**TEXT SEGMENT:**
::::

# Tips please first comp.... EVA***



## StormyBlues (Dec 31, 2008)

Ok Day before:
Give bath
Braid mane but don't wash it!
polish hooves
stable at night so he can't get himself dirty
Put a sheet on him
load everything in the trailer so that you are ready
before loading your tack wash saddle pads and give your tack a good scrub
Day of:
get up EARLY and get in your show clothes and do your hair before you leave home
wear a sweatsuit over your show clothes 
Get to the barn, wrap him up and load him in the trailer. 
once you get to the grounds, check in and get him coggins tested by the secretary or designated person
Unload him, unwrap him
go walk your course with your trainer and space your jumps.
Then give yourself more than your normal ammount of time to warm up! 
HAVE FUN!


----------



## eventerdrew (Mar 13, 2009)

i would like to add that I would clean your tack a week beforehand. If you leave it to the last minute, your saddle will be extremely slippery, making it an uncomfortable ride when showtime comes. Then you can ride in it in the days leading up to the show and just buff it up a few days before.

You don't need to do your hair before you leave. Hairnets can be uncomfortable!

StormyBlues- what do you mean by getting him coggins tested? You should have a coggins BEFORE you get there, as they won't let you compete if you don't...

Have fun and make sure you enjoy it while you're there!


----------



## brookelovesparelli (Jan 21, 2009)

ummm, it's winter here lol should i still wash him?? if so how do i dry him so he wont get sick. Also we don't have stables....


----------



## brookelovesparelli (Jan 21, 2009)

oh & thanks


----------



## brookelovesparelli (Jan 21, 2009)

does anyone else recommend anything else? Im really nervous :S


----------

::::

**DATASET RECORDS:**

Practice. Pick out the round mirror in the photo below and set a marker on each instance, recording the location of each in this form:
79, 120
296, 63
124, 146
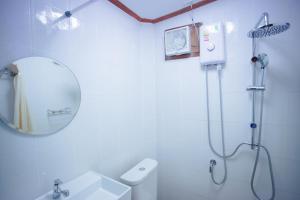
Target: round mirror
38, 95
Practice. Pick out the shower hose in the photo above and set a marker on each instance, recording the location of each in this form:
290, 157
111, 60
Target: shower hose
223, 155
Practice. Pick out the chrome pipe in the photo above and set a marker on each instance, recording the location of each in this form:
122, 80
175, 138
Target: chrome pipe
265, 18
255, 88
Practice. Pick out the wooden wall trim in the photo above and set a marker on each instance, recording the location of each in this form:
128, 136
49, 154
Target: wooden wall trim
126, 9
162, 18
183, 10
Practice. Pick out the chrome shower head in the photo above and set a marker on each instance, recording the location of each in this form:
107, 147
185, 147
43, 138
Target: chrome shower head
268, 30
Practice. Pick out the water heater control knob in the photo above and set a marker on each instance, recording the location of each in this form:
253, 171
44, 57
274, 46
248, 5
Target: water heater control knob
210, 46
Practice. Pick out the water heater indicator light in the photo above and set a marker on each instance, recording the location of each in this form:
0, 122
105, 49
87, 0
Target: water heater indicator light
210, 46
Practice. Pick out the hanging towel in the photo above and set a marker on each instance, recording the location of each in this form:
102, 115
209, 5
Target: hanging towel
22, 119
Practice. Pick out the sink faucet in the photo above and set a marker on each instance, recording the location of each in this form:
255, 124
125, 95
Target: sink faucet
57, 191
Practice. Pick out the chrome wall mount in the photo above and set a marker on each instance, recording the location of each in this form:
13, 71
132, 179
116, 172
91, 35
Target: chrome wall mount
57, 191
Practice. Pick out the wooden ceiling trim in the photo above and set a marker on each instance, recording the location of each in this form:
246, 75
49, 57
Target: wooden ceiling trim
183, 10
162, 18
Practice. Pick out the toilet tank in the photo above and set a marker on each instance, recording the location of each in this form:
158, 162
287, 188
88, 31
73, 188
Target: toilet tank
143, 180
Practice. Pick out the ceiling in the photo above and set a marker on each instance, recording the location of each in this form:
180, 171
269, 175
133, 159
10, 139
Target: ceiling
154, 11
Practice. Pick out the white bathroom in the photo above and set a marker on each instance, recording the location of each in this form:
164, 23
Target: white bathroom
149, 100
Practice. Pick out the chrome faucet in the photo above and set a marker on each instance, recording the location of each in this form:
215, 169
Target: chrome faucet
57, 191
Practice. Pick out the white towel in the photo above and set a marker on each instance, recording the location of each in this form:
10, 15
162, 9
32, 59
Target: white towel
22, 119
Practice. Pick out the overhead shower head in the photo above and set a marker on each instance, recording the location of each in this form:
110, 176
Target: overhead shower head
268, 30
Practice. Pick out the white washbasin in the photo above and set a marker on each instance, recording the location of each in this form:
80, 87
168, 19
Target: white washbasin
93, 186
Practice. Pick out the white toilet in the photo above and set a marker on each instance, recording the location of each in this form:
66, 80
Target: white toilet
143, 180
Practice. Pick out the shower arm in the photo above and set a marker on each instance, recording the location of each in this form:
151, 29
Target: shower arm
265, 18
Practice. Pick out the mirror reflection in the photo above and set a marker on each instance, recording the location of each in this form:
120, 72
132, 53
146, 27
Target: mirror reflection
38, 95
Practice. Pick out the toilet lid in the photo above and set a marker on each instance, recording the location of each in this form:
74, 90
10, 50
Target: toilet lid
138, 173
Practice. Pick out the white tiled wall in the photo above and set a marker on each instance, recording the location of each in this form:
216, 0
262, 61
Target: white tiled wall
133, 101
183, 151
115, 126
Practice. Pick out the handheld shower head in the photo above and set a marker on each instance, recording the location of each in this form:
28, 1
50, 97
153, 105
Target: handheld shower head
263, 59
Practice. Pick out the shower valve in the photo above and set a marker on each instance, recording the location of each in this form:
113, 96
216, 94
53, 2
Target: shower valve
254, 59
212, 163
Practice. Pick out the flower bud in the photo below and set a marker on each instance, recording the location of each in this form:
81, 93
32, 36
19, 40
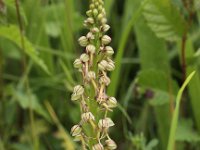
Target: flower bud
90, 35
100, 8
91, 48
88, 116
95, 30
84, 57
106, 39
112, 102
89, 13
91, 75
98, 146
77, 63
90, 20
104, 80
77, 138
105, 28
76, 130
96, 4
103, 20
78, 91
83, 41
109, 50
111, 145
103, 11
95, 12
105, 123
110, 66
101, 2
100, 16
92, 6
102, 65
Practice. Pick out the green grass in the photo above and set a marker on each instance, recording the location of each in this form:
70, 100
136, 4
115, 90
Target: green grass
37, 74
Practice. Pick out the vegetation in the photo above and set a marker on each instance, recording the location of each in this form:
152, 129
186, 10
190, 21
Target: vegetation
156, 79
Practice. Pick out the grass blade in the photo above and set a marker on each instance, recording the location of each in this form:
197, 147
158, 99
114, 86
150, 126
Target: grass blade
174, 122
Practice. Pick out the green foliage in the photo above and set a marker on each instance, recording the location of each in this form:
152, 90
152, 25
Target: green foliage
146, 36
185, 132
13, 34
164, 19
175, 117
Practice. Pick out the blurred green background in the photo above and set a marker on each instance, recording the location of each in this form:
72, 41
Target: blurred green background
156, 46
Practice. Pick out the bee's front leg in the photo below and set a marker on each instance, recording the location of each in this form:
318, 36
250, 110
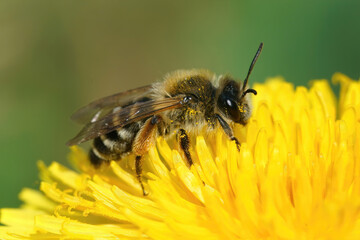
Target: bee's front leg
227, 129
144, 139
185, 145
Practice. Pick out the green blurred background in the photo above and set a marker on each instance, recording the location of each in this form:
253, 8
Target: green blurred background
56, 56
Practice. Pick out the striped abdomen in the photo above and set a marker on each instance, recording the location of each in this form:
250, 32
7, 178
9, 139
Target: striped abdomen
114, 145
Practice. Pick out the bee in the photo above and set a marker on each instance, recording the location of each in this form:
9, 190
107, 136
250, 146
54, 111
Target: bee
185, 102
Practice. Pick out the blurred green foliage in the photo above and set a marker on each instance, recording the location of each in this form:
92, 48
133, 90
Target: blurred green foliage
58, 55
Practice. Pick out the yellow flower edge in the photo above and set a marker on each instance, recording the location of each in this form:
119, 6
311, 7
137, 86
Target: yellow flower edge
295, 177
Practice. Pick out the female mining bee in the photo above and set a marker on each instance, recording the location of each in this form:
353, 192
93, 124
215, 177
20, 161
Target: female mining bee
186, 101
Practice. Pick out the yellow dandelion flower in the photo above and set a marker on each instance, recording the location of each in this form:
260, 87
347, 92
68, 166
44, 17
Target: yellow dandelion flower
297, 176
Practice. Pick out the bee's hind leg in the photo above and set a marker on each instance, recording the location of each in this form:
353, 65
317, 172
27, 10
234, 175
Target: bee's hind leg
185, 145
138, 169
144, 139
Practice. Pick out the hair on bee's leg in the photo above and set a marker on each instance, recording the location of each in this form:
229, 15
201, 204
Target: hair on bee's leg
185, 146
144, 139
229, 132
138, 169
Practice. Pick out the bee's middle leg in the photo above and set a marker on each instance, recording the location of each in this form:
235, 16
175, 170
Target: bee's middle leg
185, 146
144, 139
228, 131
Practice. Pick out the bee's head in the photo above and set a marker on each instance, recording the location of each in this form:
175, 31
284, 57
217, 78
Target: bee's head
233, 101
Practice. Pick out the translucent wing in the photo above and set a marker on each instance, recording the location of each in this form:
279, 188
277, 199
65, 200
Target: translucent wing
98, 108
124, 116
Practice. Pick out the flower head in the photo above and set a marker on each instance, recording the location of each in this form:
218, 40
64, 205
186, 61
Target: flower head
295, 177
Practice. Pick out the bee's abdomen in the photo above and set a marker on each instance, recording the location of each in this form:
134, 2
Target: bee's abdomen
114, 145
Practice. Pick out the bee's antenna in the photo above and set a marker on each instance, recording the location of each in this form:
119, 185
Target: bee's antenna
251, 67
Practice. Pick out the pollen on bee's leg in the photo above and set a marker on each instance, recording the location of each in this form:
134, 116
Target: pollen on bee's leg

::::

**EXERCISES TO COMPLETE:**
a. In the horse show thread, why does eventerdrew suggest cleaning your tack a week before the show?
b. Reproduce the horse show thread verbatim from "once you get" up to and including "to warm up!".

**IN RESPONSE:**
a. Leaving it to the last minute makes the saddle extremely slippery and the ride uncomfortable at showtime.

b.
once you get to the grounds, check in and get him coggins tested by the secretary or designated person
Unload him, unwrap him
go walk your course with your trainer and space your jumps.
Then give yourself more than your normal ammount of time to warm up!